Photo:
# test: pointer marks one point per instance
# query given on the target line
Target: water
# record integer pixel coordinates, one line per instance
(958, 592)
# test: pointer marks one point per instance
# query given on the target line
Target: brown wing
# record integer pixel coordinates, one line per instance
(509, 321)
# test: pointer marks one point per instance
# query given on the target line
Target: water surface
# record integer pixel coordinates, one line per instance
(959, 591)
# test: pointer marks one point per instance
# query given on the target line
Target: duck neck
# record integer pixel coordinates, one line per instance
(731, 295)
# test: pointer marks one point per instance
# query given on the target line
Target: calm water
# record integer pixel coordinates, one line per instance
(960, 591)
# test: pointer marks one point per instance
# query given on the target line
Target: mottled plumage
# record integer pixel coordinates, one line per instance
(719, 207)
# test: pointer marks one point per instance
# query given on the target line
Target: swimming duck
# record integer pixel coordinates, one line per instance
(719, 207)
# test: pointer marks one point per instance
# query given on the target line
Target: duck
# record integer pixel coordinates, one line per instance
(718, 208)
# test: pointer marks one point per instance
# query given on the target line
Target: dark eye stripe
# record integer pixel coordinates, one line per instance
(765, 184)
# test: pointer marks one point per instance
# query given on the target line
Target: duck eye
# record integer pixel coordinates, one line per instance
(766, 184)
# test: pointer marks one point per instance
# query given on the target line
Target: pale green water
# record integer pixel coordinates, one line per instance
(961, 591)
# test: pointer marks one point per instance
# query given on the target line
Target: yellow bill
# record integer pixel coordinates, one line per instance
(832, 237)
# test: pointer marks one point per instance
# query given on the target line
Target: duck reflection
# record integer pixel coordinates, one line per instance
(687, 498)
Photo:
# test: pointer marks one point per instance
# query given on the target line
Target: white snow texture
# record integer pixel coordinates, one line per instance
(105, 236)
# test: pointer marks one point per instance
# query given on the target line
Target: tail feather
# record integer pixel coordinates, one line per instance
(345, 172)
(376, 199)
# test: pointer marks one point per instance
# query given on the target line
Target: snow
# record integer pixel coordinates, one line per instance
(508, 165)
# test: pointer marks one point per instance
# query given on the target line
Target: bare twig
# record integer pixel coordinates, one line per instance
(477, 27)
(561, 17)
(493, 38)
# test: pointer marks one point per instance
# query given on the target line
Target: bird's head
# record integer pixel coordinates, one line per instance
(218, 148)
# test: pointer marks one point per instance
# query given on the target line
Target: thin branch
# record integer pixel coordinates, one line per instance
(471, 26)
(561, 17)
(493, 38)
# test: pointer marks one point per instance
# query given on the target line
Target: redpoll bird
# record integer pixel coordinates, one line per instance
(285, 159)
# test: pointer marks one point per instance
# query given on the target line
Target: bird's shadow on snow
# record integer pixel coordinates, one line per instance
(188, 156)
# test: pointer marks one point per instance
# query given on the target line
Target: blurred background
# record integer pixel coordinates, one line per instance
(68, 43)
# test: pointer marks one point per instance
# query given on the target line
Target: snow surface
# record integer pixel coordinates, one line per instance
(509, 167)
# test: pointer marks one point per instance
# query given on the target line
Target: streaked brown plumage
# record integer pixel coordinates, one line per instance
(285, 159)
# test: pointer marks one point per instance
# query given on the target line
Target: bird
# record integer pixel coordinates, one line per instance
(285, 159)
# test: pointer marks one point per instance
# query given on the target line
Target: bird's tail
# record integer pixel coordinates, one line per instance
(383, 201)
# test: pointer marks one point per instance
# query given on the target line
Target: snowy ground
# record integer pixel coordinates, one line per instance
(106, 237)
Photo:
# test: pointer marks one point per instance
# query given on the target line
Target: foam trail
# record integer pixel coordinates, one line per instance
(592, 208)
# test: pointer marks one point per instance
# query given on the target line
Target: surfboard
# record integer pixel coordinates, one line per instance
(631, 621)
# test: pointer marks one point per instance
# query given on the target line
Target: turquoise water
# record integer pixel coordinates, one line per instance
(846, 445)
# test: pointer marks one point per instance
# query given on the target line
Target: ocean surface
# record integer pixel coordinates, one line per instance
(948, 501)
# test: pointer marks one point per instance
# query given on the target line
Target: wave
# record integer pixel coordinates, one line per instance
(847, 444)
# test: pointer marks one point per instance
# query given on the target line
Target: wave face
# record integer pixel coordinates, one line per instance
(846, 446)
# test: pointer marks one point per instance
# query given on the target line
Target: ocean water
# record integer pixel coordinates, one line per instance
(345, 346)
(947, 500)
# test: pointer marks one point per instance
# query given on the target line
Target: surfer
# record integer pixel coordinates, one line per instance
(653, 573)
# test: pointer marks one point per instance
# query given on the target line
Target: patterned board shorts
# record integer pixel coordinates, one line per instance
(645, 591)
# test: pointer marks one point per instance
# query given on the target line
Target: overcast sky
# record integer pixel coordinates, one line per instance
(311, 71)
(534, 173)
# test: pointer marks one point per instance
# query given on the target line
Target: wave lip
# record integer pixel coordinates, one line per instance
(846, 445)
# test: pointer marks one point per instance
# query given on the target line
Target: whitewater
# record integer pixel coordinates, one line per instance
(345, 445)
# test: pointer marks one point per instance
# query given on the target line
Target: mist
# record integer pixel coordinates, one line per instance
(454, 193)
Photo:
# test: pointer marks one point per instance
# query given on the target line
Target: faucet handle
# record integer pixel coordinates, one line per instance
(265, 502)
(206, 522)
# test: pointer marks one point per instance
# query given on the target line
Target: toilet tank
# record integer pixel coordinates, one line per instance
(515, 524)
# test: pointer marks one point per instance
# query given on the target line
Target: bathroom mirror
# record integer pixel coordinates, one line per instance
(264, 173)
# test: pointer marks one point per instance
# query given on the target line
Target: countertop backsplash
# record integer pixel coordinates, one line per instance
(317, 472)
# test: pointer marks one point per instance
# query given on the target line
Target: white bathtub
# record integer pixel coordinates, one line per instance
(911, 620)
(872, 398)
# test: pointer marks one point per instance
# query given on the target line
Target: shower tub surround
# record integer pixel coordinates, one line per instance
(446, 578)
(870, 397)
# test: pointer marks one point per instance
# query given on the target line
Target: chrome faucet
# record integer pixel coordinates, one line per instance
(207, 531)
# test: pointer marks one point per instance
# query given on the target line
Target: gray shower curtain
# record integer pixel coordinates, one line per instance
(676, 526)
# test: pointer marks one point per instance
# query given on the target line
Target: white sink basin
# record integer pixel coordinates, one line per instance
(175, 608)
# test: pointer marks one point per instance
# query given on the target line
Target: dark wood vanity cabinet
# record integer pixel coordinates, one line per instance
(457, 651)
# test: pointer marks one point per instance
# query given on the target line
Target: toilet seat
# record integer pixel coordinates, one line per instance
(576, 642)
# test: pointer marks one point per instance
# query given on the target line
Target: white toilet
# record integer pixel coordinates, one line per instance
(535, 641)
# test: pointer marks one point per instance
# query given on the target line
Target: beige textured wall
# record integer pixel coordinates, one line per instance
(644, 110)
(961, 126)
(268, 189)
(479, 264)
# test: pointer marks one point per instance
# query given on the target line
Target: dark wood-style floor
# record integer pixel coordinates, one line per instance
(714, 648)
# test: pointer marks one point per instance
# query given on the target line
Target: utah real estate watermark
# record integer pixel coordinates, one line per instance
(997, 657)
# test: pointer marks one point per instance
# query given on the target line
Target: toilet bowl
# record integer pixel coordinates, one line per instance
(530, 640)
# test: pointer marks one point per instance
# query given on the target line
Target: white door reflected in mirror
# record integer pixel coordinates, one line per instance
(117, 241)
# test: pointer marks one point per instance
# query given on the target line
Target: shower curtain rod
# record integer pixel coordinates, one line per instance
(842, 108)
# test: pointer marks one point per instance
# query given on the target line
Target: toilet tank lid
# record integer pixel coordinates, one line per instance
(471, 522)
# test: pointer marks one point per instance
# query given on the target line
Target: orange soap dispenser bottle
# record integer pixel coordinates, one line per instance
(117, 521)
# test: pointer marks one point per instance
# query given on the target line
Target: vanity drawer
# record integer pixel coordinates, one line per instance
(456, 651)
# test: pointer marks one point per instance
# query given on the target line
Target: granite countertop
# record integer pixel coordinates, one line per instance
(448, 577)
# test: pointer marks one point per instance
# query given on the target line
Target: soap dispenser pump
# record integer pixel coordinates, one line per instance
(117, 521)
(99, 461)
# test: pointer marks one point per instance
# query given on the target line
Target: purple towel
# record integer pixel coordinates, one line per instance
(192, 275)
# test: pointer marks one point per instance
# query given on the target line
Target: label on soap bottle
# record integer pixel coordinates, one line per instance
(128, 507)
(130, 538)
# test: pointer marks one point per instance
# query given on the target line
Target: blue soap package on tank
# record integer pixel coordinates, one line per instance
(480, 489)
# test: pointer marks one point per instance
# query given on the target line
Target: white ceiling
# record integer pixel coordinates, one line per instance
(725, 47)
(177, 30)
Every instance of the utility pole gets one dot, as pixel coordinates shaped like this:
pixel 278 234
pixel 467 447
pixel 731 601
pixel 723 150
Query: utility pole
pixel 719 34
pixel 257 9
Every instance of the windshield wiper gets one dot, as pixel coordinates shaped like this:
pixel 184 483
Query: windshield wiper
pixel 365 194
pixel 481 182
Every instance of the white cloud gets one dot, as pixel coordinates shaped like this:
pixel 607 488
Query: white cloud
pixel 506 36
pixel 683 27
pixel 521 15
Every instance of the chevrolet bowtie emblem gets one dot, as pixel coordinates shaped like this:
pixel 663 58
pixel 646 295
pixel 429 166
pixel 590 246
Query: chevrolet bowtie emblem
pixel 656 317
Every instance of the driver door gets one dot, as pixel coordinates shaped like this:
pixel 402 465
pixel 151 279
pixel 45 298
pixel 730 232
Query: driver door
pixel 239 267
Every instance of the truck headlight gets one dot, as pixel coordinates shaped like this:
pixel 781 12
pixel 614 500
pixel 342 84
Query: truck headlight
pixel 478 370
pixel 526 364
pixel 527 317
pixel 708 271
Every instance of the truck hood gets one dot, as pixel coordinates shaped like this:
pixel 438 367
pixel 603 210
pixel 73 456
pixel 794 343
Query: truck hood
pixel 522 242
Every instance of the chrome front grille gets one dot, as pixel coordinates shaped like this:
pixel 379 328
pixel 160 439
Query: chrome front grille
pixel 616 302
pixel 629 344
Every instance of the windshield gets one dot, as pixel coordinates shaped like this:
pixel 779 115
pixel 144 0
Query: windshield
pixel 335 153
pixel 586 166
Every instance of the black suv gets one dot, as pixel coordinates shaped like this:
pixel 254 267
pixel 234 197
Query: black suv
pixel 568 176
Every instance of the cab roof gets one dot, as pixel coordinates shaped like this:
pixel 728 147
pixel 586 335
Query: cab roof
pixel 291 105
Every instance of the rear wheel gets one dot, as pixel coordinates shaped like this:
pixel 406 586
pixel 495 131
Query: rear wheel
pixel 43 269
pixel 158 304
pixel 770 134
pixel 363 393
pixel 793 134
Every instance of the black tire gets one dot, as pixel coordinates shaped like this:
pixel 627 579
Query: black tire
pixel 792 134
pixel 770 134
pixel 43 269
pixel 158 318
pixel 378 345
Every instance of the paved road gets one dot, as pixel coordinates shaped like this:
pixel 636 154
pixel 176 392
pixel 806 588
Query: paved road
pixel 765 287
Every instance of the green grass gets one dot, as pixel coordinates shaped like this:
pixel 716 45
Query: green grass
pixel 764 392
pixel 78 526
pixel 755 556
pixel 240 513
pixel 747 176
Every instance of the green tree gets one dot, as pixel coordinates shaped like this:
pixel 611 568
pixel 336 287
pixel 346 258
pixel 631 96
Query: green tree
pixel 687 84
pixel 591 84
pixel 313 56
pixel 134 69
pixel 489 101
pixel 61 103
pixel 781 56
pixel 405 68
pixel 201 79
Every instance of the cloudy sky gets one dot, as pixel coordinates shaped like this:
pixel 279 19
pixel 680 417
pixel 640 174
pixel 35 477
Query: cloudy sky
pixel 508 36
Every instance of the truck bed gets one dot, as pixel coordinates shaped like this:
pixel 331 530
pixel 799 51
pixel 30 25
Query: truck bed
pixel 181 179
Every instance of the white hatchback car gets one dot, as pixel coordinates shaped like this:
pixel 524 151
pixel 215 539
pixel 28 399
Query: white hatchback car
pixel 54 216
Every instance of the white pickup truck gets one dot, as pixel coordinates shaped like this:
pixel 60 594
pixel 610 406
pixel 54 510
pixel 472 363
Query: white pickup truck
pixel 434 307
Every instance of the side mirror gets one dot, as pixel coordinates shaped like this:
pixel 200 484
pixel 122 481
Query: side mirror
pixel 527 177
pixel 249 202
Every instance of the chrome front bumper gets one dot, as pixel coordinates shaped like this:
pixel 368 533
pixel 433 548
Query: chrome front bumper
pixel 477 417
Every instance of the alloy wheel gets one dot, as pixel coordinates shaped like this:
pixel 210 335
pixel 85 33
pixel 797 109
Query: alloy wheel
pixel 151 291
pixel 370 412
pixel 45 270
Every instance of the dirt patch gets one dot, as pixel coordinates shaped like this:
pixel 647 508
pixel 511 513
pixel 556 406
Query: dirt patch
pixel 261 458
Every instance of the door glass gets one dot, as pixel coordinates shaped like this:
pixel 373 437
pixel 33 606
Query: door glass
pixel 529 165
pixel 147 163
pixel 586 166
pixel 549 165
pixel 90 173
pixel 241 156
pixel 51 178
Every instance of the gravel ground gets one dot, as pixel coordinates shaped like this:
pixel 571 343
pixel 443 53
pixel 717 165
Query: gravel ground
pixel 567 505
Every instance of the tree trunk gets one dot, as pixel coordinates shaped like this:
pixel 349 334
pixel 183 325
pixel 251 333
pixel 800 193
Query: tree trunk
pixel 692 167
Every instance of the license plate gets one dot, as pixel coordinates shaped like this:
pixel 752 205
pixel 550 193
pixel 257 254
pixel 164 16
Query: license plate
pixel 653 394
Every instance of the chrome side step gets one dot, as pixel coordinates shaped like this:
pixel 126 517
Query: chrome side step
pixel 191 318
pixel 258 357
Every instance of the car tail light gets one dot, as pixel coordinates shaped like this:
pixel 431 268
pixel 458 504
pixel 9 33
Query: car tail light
-----
Your task —
Wherever the word "surface" appears in the data, return the whole line.

Response area —
Target: water surface
Target: snow surface
Target: ocean surface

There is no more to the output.